## Begin Page excerpt

I-5 Rose Quarter Project Director Megan Channell shared the new plan at the outset of the Historic Albina Advisory Board (HAAB) meeting. “As a follow-up to feedback that we’ve received from the community, as well as Portland Public Schools over the past few years, I wanted to let you know that our team is starting to evaluate a design option that is shifting the northern part of the project,” Channell explained. “We’re looking at an option that does not move any closer to Harriet Tubman Middle School to minimize the technical and construction concerns there and exploring this option will also be responsive to a number of comments we’ve heard from this committee specifically as well, around community concern around the proximity of the project to that site.”
The existing plan was to add a new 14-foot wide northbound lane and a 12-foot wide “safety shoulder” to the east side of the freeway, bringing drivers and their emissions 26-feet closer to the school than they are today. The new proposal would not expand the freeway to the east at all and would instead build a new lane and shoulder that would add 24-feet to the west side of the freeway.
“If [moving the freeway] is an option, then I want to look at moving it even further from the school,” said HAAB member Sprinavasa Brown in response to Channell’s announcement. Brown said if a new alignment will improve air quality, she wants more information on how a shift of 50 or 100 feet would impact environmental outcomes.
Brown was also curious why the announcement was just now being made. “What changed? Why is ODOT considering moving this now when at the beginning there seemed like there was no opportunity to move it?”
Asked for a response to that question by BikePortland today, project spokesperson April DeLeon-Galloway said ODOT first identified “technical challenges” with the original plan last year. Specifically, they had concerns about a planned soundwall that would have been built adjacent to the school.
“In late January, following an initial analysis… we were able to better understand those challenges from both a design and constructability perspective, and directed the team to do further evaluation of an alternative alignment,” DeLeon-Galloway said.
ODOT is at “very early stages of that evaluation” and are already in contact with Portland Public Schools and a business on the west side of the freeway that would be impacted by the new alignment.
The next step will be to share concepts with advisory committees in late May and garner more public feedback in June. By mid-July, the project design team will recommend a preferred alternative.
The lawsuit filed by No More Freeways, Neighbors for Clean Air, and the Eliot Neighborhood Association doesn’t ask for the freeway to be moved. It asks for ODOT to do a more thorough environmental analysis. That argument be stronger now even given this major shift in the proposal at such a late stage in the planning process.
In related news, youth activists organized by No More Freeways will take part in a “Strike for Transportation Justice” outside ODOT headquarters in northwest Portland today from 1:00 to 3:00 pm.

## End Page excerpt
## Begin Information shown

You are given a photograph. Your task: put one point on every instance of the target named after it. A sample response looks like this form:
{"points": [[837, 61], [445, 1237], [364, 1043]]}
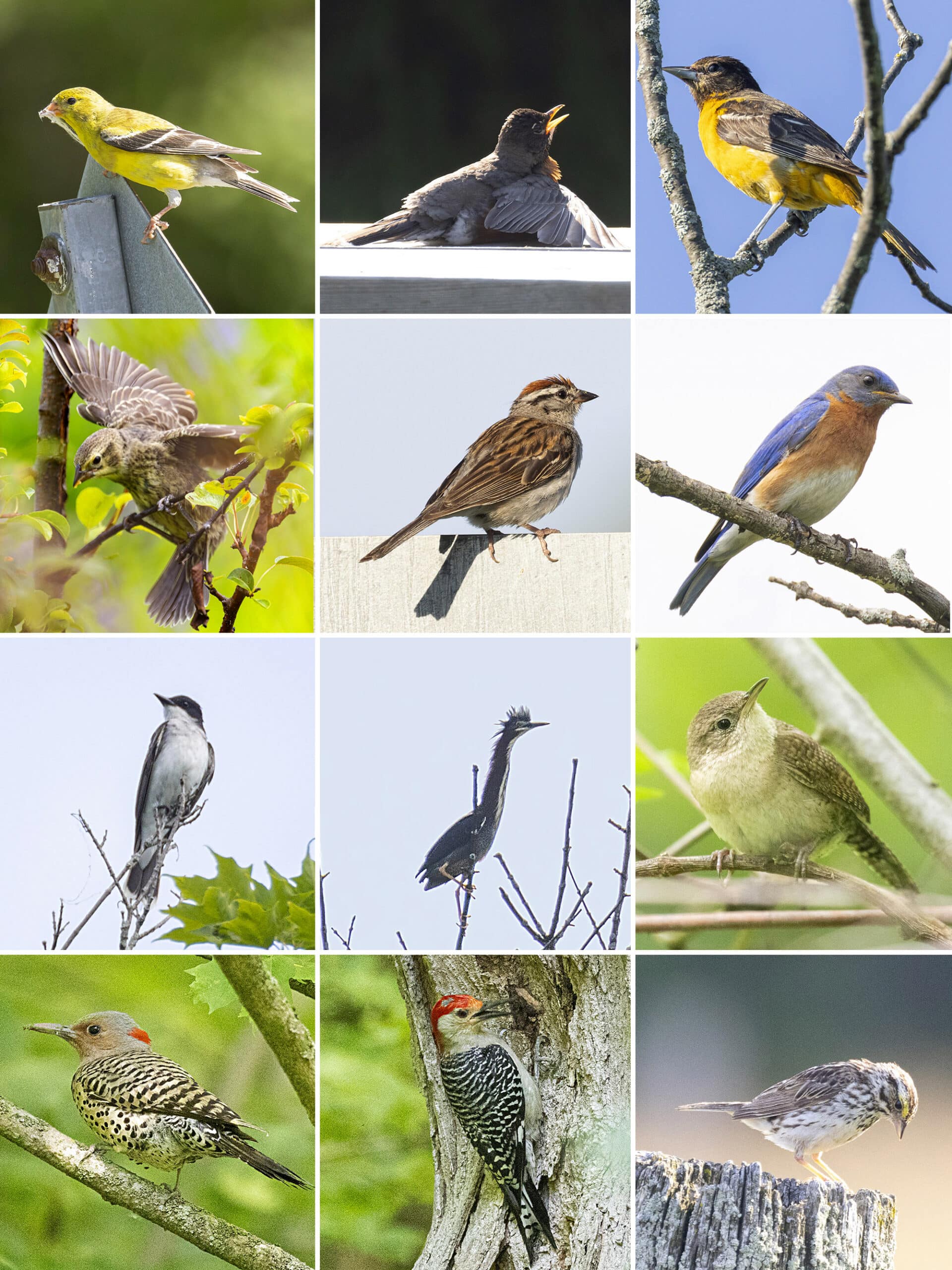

## End Information shown

▶ **Your instructions**: In the excerpt about the I-5 Rose Quarter Project, identify every person mentioned by name, along with the role the excerpt assigns to each.

▶ **Answer to this problem**:
- Megan Channell: I-5 Rose Quarter Project Director
- Sprinavasa Brown: member of the Historic Albina Advisory Board (HAAB)
- April DeLeon-Galloway: project spokesperson